*Exercise description:*
The listing below is to be transcribed exactly.

*Dataset entries:*
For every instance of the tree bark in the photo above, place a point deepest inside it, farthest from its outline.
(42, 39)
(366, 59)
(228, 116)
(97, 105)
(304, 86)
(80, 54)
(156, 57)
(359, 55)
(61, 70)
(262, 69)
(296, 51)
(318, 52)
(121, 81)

*Task answer:*
For every instance of the tree bark in the photo above, place a point deepest inside it, farthest from its outline.
(42, 39)
(366, 59)
(228, 116)
(97, 105)
(304, 86)
(80, 54)
(156, 57)
(359, 55)
(61, 70)
(262, 69)
(296, 51)
(318, 52)
(121, 81)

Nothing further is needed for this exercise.